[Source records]

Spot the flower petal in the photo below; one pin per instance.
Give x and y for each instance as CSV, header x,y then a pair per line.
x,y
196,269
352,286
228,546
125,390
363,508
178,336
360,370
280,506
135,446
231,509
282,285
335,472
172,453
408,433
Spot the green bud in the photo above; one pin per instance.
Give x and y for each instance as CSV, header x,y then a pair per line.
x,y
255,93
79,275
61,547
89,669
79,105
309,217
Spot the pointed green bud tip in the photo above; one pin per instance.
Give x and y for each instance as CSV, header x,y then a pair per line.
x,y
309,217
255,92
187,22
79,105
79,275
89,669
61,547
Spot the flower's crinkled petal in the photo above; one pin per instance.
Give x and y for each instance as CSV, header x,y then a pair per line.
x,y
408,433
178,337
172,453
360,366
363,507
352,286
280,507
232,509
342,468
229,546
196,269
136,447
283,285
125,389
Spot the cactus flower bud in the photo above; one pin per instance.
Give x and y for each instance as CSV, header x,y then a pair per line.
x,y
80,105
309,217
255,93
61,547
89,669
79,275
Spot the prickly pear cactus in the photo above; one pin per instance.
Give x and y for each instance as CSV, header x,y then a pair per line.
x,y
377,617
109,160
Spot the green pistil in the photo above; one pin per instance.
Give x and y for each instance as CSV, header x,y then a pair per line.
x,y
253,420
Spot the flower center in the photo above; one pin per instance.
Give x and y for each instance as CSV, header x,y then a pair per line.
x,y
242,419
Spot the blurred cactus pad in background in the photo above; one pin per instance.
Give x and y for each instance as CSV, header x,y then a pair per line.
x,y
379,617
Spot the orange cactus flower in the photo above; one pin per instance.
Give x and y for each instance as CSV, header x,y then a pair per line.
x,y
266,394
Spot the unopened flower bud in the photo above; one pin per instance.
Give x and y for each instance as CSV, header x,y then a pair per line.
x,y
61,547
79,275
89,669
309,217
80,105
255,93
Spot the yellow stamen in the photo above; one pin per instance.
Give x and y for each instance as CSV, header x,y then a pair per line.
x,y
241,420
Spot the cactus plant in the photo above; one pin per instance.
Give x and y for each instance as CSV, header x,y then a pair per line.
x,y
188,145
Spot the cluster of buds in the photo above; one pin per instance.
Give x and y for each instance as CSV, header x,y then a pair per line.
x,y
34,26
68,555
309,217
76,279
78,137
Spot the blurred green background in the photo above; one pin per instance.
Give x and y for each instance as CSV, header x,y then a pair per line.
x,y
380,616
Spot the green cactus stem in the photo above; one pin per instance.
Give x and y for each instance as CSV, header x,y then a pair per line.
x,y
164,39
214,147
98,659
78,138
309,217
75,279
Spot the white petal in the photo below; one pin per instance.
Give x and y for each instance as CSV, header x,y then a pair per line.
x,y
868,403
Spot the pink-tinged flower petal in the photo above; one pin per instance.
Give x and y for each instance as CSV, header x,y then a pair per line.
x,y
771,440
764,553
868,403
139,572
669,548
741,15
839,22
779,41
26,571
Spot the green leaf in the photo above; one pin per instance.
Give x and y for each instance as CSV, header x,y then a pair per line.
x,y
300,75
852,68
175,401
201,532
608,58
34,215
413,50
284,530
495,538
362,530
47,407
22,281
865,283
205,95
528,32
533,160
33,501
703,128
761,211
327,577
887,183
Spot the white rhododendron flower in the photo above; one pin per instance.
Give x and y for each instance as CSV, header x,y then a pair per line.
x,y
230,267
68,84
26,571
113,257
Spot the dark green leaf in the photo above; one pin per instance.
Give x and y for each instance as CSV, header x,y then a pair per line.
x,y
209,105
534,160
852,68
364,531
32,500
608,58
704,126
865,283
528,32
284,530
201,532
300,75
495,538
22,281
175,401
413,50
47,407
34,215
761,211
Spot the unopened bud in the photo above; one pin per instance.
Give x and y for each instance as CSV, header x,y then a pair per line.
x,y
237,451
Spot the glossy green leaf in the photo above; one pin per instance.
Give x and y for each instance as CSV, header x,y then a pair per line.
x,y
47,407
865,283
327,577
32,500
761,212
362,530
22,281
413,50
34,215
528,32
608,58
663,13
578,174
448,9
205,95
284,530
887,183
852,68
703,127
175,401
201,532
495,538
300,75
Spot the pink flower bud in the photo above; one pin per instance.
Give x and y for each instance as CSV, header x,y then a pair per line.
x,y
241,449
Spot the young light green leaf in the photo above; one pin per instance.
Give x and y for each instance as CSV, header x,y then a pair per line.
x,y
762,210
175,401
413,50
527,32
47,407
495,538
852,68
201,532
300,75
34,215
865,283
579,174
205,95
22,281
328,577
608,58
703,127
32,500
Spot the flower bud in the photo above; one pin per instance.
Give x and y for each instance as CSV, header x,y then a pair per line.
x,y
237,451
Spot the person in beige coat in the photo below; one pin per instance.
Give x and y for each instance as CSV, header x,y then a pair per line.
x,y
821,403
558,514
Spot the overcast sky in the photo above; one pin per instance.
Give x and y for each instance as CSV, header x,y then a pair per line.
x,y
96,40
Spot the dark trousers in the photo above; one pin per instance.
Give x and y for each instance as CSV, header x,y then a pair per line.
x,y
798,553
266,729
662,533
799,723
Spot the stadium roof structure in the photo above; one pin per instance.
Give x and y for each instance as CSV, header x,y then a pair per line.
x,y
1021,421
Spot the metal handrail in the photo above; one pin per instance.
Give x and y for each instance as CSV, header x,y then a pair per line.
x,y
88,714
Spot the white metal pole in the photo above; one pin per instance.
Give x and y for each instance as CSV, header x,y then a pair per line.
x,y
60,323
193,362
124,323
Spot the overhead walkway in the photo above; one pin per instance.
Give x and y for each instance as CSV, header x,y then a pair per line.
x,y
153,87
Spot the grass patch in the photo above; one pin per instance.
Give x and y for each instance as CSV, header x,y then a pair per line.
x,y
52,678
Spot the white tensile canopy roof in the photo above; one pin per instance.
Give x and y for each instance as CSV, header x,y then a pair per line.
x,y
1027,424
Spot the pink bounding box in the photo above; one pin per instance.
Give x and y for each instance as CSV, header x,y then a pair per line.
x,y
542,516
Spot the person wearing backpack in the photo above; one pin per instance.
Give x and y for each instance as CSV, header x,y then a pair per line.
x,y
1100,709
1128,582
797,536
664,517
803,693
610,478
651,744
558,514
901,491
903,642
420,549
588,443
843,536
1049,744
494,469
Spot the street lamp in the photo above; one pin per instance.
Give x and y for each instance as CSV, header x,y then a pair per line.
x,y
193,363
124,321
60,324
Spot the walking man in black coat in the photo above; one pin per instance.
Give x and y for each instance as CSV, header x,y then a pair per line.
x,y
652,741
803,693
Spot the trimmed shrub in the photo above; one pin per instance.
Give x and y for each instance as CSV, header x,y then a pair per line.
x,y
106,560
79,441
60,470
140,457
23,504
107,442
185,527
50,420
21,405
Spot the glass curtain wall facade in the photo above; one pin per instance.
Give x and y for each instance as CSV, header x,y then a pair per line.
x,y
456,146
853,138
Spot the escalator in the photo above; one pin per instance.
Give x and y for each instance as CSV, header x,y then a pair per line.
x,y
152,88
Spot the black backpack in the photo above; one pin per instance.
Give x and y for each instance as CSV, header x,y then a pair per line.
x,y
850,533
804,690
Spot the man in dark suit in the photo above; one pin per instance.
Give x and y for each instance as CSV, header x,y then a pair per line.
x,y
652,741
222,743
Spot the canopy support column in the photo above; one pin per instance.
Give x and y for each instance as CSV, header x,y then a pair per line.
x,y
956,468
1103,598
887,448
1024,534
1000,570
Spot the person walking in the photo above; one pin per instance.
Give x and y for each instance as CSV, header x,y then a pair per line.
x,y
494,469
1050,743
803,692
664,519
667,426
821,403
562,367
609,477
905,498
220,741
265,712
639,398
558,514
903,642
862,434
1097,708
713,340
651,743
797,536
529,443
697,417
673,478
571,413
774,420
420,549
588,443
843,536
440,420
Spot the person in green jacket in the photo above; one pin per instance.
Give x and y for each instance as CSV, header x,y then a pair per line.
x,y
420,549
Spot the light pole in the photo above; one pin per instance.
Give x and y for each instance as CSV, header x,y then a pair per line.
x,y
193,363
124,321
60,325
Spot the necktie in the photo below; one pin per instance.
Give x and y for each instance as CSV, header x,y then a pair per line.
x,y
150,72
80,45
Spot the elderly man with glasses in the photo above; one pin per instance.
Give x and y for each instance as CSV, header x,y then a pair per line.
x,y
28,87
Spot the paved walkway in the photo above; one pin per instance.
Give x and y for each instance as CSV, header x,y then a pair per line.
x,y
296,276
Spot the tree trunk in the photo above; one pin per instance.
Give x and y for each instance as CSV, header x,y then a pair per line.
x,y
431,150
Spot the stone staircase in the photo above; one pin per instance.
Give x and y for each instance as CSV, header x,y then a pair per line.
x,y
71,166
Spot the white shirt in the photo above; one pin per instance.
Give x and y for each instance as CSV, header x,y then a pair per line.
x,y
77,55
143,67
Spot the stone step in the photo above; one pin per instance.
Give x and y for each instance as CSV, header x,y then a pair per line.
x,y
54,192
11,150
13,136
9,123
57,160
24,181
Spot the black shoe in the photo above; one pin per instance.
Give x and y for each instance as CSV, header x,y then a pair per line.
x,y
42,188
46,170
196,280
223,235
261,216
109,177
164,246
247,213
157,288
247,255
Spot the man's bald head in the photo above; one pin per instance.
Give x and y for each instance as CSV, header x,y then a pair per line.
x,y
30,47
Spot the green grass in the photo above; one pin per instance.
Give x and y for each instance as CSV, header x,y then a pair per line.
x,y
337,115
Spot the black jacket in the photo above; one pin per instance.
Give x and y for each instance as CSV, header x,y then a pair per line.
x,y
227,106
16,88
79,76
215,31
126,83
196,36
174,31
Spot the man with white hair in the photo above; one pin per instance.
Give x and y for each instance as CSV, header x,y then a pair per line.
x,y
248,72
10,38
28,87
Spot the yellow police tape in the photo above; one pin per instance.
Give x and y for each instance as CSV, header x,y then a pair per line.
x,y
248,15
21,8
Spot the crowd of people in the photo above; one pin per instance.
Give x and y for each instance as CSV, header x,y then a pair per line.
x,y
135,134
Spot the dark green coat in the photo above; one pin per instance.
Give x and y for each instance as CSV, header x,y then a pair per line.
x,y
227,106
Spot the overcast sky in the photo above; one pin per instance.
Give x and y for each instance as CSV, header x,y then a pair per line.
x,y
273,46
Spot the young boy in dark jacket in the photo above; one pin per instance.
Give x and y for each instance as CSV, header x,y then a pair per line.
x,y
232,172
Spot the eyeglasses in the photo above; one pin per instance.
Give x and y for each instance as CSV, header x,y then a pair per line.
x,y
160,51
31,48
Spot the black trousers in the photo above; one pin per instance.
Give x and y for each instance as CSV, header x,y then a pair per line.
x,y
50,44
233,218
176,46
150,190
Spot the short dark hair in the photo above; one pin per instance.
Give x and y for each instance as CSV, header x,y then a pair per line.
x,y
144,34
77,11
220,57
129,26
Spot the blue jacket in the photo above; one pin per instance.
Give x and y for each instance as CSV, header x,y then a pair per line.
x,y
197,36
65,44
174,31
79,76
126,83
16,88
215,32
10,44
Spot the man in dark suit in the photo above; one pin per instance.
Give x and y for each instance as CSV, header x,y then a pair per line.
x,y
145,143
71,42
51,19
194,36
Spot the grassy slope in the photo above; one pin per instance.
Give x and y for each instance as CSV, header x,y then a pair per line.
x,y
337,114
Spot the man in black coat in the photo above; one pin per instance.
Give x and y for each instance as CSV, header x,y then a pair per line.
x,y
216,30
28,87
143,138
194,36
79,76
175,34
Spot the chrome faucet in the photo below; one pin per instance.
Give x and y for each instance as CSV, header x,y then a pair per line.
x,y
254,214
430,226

▶ **Written instruction**:
Rewrite the lines above as a numbered list, starting at the line that contains "Spot the man in black" and ending at the final line, and leave out any blank lines.

▶ **Solution**:
1. Spot the man in black coat in the photo above; one pin per instance.
2. Give x and y for each instance as CSV, header x,y then a pair per line.
3. x,y
4. 216,30
5. 28,87
6. 143,138
7. 194,36
8. 79,76
9. 175,34
10. Spot the chrome faucet in the photo below; one pin per instance.
11. Give x and y for each instance as CSV, header x,y then a pair per line.
12. x,y
13. 254,214
14. 430,226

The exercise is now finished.